Task goal: Rewrite everything from the line containing "Can you tell me where the distant" down to the line containing "261,450 -> 325,520", both ends and the requests included, shifting each bounding-box coordinate in the answers up by 94. Leave out the pictures and every record outside that span.

Items:

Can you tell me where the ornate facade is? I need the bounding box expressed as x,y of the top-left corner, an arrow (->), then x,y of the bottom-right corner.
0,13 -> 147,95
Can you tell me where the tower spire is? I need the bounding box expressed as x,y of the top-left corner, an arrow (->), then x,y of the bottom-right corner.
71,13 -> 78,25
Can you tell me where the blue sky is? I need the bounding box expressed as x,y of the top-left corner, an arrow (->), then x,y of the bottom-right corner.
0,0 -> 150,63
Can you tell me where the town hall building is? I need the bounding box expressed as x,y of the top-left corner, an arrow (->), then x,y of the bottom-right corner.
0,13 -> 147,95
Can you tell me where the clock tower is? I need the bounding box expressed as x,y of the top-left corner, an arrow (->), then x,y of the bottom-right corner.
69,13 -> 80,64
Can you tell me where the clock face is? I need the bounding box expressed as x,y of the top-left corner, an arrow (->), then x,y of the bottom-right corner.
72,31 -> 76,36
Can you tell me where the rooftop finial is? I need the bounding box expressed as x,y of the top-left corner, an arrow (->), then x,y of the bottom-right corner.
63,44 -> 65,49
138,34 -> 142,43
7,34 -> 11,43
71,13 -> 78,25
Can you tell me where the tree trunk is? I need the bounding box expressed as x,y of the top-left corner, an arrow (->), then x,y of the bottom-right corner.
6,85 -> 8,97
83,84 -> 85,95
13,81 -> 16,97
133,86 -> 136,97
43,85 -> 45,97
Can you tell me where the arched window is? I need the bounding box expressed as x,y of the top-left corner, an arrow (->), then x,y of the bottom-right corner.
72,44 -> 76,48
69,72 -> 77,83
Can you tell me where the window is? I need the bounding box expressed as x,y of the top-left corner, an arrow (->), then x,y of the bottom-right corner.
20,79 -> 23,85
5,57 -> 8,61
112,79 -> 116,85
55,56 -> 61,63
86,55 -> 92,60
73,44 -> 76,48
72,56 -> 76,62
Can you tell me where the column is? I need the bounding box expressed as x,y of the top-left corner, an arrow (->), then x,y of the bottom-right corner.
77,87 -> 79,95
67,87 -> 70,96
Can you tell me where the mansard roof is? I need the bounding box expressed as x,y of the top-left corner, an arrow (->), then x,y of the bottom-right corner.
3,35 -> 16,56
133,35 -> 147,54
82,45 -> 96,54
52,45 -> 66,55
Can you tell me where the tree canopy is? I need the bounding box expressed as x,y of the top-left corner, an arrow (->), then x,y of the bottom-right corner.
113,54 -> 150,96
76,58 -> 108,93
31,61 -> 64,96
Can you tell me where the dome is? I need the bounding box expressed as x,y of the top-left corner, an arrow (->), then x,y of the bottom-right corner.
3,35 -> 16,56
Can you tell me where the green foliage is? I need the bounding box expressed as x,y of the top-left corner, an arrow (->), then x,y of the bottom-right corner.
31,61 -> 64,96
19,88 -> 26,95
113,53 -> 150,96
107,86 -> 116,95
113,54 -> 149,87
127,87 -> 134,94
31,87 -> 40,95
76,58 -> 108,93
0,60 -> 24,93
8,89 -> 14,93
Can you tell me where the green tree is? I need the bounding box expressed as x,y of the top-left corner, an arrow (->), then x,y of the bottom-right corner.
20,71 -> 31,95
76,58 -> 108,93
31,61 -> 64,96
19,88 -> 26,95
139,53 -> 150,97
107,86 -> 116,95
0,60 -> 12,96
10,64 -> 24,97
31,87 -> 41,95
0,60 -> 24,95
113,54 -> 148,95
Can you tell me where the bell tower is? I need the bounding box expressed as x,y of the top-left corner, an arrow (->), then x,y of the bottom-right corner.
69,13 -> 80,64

==

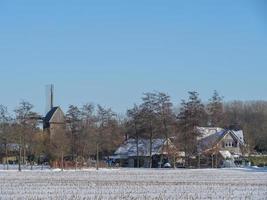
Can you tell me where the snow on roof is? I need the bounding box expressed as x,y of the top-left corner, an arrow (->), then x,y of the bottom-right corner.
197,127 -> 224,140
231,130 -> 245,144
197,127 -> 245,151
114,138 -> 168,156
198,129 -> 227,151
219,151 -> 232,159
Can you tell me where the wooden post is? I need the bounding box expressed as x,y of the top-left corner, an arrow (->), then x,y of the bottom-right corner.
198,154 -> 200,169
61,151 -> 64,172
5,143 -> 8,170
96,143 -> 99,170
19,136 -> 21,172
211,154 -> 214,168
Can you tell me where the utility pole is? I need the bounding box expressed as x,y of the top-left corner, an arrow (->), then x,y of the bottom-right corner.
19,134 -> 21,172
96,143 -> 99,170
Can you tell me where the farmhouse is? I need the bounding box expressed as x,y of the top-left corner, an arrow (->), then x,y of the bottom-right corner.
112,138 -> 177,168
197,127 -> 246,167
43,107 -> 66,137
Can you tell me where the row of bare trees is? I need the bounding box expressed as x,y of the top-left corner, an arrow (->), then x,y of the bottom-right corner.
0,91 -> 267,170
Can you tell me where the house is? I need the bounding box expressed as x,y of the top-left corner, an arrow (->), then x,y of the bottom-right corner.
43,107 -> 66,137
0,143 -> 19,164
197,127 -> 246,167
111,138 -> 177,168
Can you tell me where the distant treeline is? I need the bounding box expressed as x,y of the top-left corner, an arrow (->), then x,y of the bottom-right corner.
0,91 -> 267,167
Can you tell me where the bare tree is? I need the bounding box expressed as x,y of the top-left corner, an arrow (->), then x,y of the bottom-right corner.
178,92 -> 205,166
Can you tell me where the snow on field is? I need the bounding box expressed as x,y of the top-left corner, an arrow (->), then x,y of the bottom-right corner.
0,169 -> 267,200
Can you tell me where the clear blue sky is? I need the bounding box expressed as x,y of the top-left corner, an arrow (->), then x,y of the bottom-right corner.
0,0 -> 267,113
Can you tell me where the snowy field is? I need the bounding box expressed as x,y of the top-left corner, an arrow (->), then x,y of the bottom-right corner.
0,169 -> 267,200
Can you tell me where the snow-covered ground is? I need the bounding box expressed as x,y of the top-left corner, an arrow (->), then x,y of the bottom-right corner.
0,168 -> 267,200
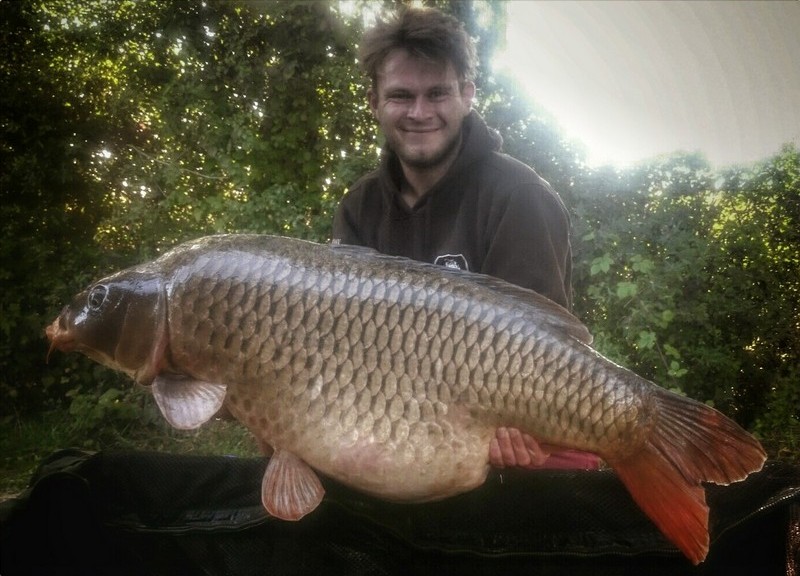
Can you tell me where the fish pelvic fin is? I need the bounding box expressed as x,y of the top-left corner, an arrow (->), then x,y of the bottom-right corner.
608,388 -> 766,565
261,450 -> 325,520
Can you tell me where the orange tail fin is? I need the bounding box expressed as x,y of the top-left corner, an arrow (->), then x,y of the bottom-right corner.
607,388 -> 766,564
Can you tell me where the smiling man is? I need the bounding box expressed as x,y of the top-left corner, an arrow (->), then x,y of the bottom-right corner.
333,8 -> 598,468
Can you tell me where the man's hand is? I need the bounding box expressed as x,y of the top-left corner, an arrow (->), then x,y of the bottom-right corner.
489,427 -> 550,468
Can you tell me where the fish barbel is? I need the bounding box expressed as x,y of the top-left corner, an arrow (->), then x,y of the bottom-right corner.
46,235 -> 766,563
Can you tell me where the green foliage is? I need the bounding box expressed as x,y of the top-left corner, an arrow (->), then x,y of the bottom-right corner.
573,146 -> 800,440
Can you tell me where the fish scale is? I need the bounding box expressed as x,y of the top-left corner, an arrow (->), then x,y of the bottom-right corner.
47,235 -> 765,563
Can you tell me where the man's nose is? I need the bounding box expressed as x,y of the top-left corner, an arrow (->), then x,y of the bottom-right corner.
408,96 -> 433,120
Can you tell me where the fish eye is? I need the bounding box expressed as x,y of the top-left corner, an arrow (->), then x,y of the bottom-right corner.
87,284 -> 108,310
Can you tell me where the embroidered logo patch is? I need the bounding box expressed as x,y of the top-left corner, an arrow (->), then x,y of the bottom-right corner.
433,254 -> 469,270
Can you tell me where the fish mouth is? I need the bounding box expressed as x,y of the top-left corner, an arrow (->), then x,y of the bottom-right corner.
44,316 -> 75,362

Written response:
Can you tell me where the distant treeline is? I need the bounding box expressed as x,y of the top-left corner, an arrow (->), then x,y of the bottom-right corner.
94,185 -> 361,261
Can you tell me where the bare tree is? I need the bounding box expressed as x,y of the top-left corner, an arrow (->), then x,y of the bottom-right corner.
272,186 -> 299,260
Can you tell me where the snow on field is? I need the bounding box expressed as x,y of the top-left corner, an arrow (->), then x,y of the bottom-right corner.
94,263 -> 361,294
Can you tell me where the clear blue sky is? I need the bounding box expressed as x,y of the top-left corner, an arrow (->), then x,y of the bottom-right corner.
94,94 -> 361,207
Can you tell me where the snowy field is? I need the bounding box expressed as x,y of the top-left corner, an arrow (->), then x,y of the bottom-right corner.
94,263 -> 361,294
Can you tell me where the snow-covered ground is? I need the bounding box expressed as x,y of the top-left corner, an arrow (->), then x,y of the bottom-right corner.
94,262 -> 361,294
Can you tell me where the fish pelvic fin is? I need the bounding box expressed as x,y of the top-left corner, an arrow (->), then x,y of the bottom-right corner.
702,482 -> 860,659
355,544 -> 419,614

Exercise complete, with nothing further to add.